What is required »
Convert the lines from the one containing "of the deck" through the end of the records into a numbered list, omitting any blank lines.

(Position identification records)

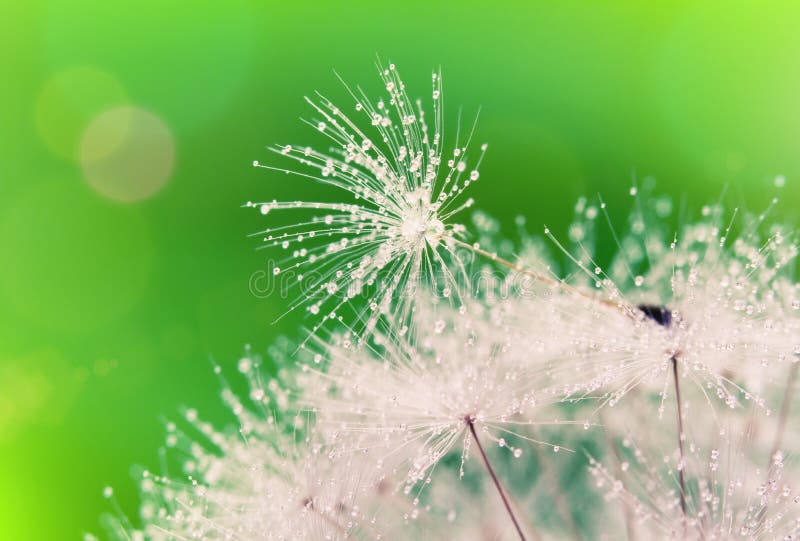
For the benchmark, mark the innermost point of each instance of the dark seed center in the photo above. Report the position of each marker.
(660, 314)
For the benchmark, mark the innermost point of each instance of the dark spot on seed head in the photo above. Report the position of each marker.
(660, 314)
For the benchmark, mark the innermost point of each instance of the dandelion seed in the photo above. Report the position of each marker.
(396, 233)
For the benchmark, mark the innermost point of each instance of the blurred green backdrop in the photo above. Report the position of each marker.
(127, 130)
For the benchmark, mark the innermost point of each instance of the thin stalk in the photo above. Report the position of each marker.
(539, 277)
(496, 481)
(681, 476)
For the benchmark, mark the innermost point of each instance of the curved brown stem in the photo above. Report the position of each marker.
(681, 458)
(539, 277)
(495, 479)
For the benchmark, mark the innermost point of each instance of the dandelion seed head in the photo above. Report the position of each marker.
(406, 185)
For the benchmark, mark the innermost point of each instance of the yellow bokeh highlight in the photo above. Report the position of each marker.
(127, 153)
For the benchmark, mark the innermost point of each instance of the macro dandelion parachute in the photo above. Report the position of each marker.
(518, 392)
(404, 184)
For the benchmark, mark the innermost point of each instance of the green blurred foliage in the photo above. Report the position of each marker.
(109, 311)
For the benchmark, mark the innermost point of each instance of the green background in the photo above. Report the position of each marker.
(110, 309)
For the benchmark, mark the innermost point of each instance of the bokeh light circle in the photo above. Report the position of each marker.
(68, 101)
(127, 153)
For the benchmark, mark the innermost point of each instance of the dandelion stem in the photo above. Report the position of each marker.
(496, 481)
(539, 277)
(681, 465)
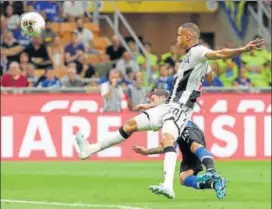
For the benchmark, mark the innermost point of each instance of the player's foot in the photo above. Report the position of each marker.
(207, 176)
(162, 190)
(220, 183)
(82, 144)
(220, 187)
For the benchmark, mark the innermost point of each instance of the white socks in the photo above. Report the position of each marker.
(114, 138)
(169, 165)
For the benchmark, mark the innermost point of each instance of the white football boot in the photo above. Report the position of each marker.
(162, 190)
(83, 145)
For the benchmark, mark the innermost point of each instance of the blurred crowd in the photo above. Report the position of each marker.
(47, 62)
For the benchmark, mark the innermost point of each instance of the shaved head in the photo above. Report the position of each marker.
(193, 28)
(188, 35)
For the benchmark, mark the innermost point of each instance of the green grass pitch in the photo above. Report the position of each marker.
(115, 185)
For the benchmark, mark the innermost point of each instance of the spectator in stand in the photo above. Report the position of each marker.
(11, 48)
(4, 64)
(73, 9)
(153, 58)
(24, 61)
(112, 93)
(242, 80)
(56, 52)
(14, 78)
(104, 66)
(4, 27)
(165, 81)
(133, 49)
(48, 34)
(21, 37)
(115, 51)
(13, 20)
(84, 34)
(51, 8)
(17, 6)
(127, 65)
(29, 7)
(90, 49)
(267, 73)
(136, 92)
(30, 74)
(38, 54)
(88, 70)
(59, 18)
(71, 79)
(50, 80)
(74, 50)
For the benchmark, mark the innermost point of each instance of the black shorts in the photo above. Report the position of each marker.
(189, 159)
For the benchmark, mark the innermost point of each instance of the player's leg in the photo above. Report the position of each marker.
(188, 178)
(173, 124)
(189, 168)
(203, 155)
(209, 180)
(169, 164)
(139, 123)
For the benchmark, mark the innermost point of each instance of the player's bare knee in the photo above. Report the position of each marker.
(182, 178)
(184, 175)
(130, 126)
(167, 140)
(195, 146)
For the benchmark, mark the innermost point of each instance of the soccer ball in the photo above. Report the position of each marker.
(32, 24)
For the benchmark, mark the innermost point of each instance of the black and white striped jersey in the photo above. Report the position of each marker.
(190, 76)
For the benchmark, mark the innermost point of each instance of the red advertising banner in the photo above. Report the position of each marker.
(42, 127)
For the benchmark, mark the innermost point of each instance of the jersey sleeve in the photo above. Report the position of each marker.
(200, 53)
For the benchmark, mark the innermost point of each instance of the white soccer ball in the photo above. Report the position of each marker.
(32, 24)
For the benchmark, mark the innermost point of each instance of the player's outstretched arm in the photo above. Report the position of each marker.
(227, 53)
(143, 107)
(145, 151)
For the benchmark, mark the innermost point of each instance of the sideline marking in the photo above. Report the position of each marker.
(64, 204)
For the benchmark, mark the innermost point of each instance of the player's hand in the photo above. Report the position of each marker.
(254, 45)
(140, 107)
(140, 150)
(114, 82)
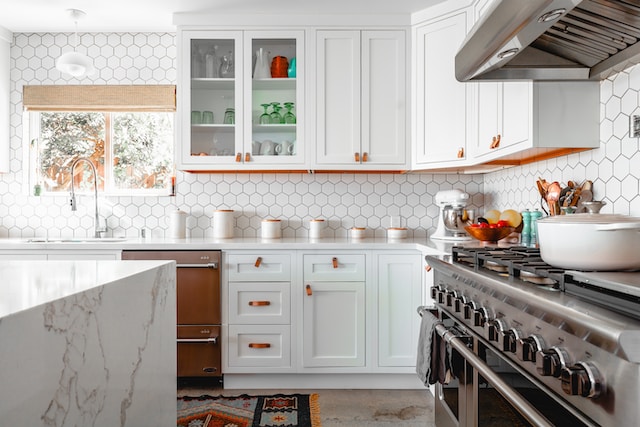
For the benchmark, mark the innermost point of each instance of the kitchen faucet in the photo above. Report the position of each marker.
(72, 201)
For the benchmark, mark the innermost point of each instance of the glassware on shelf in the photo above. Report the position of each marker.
(276, 118)
(229, 116)
(289, 117)
(261, 69)
(265, 118)
(227, 67)
(212, 63)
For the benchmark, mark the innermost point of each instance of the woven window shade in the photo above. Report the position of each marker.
(99, 98)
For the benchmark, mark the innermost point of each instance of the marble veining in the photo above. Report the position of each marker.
(101, 356)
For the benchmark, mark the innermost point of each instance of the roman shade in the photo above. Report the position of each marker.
(99, 98)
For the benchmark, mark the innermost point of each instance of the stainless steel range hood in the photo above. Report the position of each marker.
(551, 40)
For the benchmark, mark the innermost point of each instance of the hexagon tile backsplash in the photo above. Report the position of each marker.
(345, 200)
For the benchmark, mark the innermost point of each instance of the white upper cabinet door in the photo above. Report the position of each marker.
(442, 104)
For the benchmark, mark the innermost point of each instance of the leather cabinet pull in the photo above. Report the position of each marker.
(259, 345)
(259, 303)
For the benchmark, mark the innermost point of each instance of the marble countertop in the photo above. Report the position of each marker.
(28, 284)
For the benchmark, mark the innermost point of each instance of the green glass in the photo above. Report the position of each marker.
(275, 114)
(289, 117)
(265, 118)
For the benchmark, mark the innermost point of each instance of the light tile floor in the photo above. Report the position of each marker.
(351, 408)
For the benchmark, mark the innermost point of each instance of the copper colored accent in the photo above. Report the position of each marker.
(259, 345)
(259, 303)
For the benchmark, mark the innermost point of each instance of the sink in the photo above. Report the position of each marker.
(77, 240)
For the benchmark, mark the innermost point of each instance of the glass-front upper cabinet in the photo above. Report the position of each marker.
(274, 99)
(241, 100)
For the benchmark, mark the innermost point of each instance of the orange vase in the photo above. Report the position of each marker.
(279, 67)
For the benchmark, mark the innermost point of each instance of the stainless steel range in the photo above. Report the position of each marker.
(532, 345)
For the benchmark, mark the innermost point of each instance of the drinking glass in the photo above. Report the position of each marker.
(265, 118)
(289, 117)
(276, 118)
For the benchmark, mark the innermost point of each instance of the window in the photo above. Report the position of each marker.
(130, 147)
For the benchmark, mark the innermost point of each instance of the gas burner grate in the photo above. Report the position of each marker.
(518, 261)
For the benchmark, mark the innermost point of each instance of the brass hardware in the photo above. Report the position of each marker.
(259, 303)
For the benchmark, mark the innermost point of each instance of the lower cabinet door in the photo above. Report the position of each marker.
(259, 346)
(334, 324)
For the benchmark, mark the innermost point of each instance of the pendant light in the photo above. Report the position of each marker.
(75, 63)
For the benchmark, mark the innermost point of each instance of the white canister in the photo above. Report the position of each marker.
(271, 229)
(315, 228)
(177, 225)
(223, 224)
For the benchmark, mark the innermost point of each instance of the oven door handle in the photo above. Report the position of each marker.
(525, 408)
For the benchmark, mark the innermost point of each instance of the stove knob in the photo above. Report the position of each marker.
(469, 308)
(481, 316)
(495, 329)
(549, 363)
(510, 339)
(459, 303)
(526, 348)
(582, 379)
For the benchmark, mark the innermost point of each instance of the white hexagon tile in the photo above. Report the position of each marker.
(345, 200)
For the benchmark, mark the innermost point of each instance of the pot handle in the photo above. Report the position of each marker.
(619, 226)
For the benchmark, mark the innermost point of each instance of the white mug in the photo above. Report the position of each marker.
(268, 148)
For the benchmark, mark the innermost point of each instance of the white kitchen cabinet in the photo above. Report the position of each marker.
(443, 106)
(517, 120)
(208, 89)
(333, 319)
(257, 316)
(361, 91)
(5, 61)
(399, 293)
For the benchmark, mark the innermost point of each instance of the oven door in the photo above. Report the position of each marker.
(490, 391)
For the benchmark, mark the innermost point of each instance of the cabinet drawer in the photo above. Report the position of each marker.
(259, 346)
(330, 267)
(259, 303)
(259, 267)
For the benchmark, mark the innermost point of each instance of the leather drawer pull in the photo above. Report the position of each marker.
(259, 303)
(259, 345)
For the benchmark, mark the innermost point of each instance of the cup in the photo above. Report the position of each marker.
(207, 117)
(315, 228)
(268, 148)
(223, 224)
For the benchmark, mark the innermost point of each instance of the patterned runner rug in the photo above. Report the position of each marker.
(296, 410)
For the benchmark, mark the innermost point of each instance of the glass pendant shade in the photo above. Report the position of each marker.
(75, 64)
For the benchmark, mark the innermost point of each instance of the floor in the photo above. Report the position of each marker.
(350, 408)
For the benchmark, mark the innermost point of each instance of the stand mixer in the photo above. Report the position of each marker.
(453, 215)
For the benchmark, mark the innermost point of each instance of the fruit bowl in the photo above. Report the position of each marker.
(487, 234)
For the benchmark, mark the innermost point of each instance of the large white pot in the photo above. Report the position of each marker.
(590, 241)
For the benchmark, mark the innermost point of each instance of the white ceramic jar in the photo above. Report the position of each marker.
(315, 228)
(223, 224)
(271, 229)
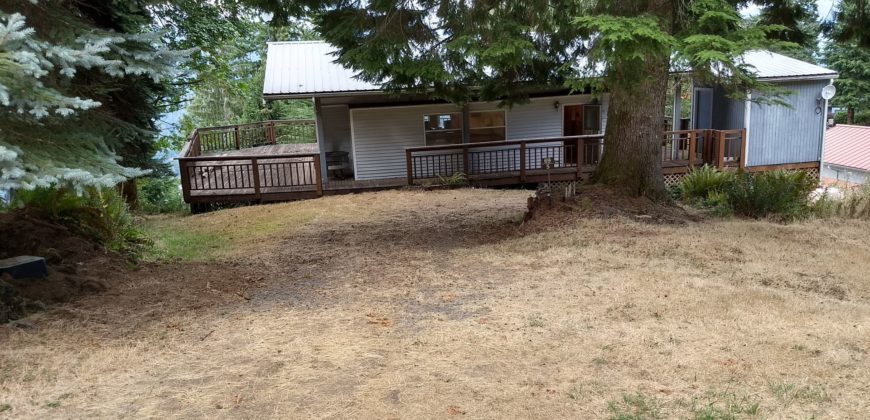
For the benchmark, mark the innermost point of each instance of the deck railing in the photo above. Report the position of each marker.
(514, 160)
(522, 161)
(245, 136)
(249, 177)
(235, 178)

Task result »
1. For the benchmark, mark the innermost point of each instance of the deck railing in the photo above. Report the position of each marker.
2. (514, 160)
3. (522, 161)
4. (245, 136)
5. (249, 177)
6. (235, 178)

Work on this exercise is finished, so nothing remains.